---------- Entries supplied
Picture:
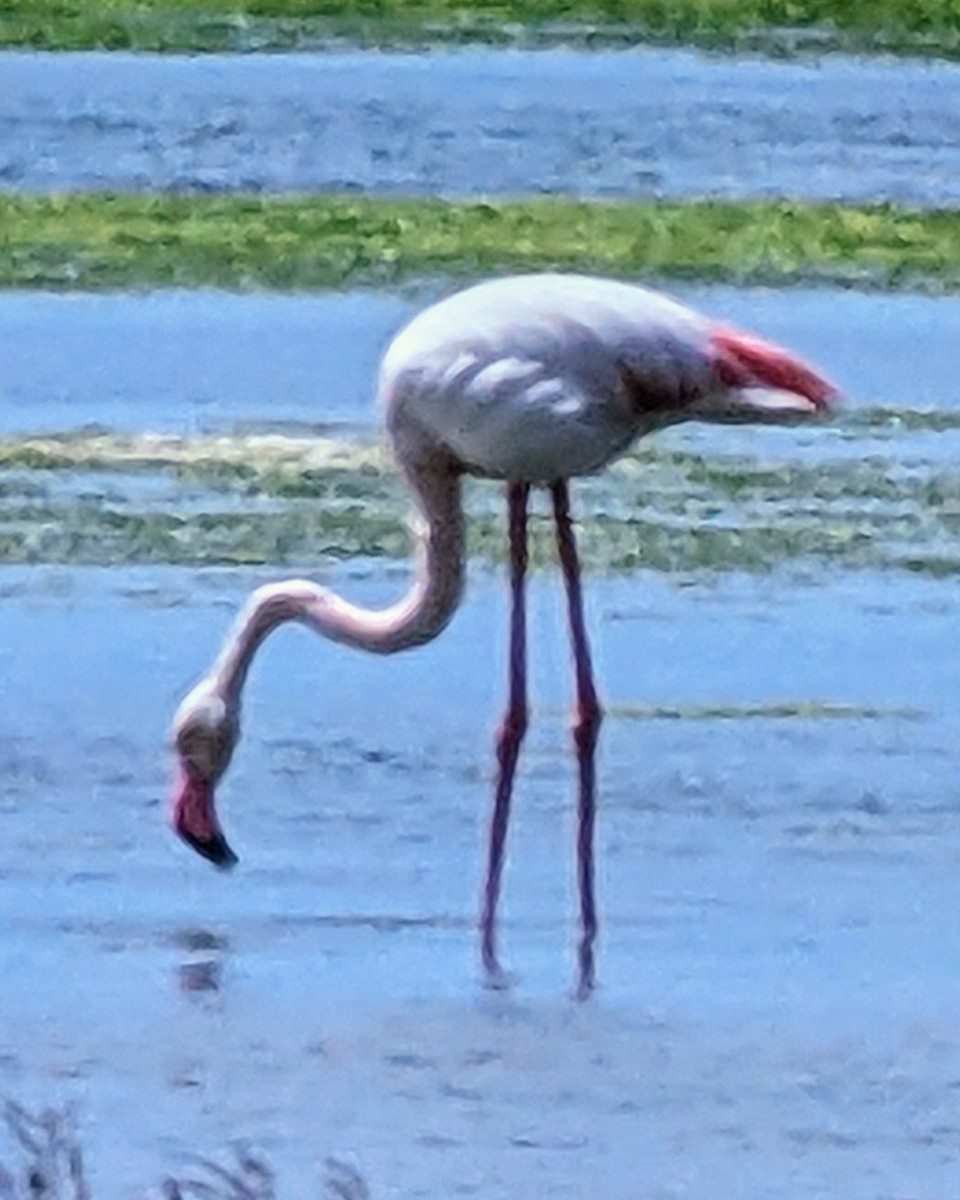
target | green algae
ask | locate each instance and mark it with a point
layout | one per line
(282, 499)
(96, 241)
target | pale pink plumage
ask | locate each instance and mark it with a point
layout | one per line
(531, 379)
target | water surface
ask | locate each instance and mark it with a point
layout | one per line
(631, 124)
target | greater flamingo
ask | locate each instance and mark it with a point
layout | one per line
(529, 379)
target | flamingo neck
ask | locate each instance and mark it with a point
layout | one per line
(417, 618)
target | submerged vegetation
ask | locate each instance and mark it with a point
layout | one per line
(103, 240)
(917, 27)
(299, 501)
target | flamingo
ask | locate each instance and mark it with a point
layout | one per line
(529, 379)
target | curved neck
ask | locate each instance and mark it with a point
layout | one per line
(419, 617)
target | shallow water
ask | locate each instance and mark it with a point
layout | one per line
(630, 124)
(779, 952)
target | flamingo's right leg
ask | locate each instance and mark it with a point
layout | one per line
(511, 730)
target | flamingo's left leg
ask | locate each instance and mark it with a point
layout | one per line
(511, 731)
(586, 730)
--------------------
◆ Objective
Swap every "mark it with a point" in the records for "mark it with a dot", keep everything else the same, and leave the pictures out.

◆ Problem solution
Picture:
target | green algae
ask | locate each instance and mark it with a dot
layout | one per line
(282, 499)
(96, 241)
target | pale pink plumage
ask | locate each instance and mark it with a dot
layout | one per line
(531, 379)
target | water surface
ask | locate each instance and mark it with a dot
layout | one per line
(631, 124)
target | greater flamingo
ask | locate each instance and mark it with a dot
layout | one per line
(529, 379)
target | flamingo neck
ask | locate each instance and mark it with a dot
layout | one per line
(417, 618)
target | submerged vegetation
ask | locate each instance and mark it with a dot
layout | one per line
(103, 240)
(917, 27)
(299, 501)
target | flamingo
ask | locate each instance and mark it with a dot
layout | one per line
(529, 379)
target | curved neck
ask | locate each instance and mark it with a dot
layout | one per line
(419, 617)
target | shallow water
ask | locate each instance and mark it with a dot
layout | one per line
(630, 124)
(779, 952)
target | flamingo's right leg
ask | locate each instance and mark it with a dot
layout | one per line
(511, 730)
target | flamingo's left leg
ask | locate each instance and mark it with a dot
layout | one per line
(511, 731)
(586, 730)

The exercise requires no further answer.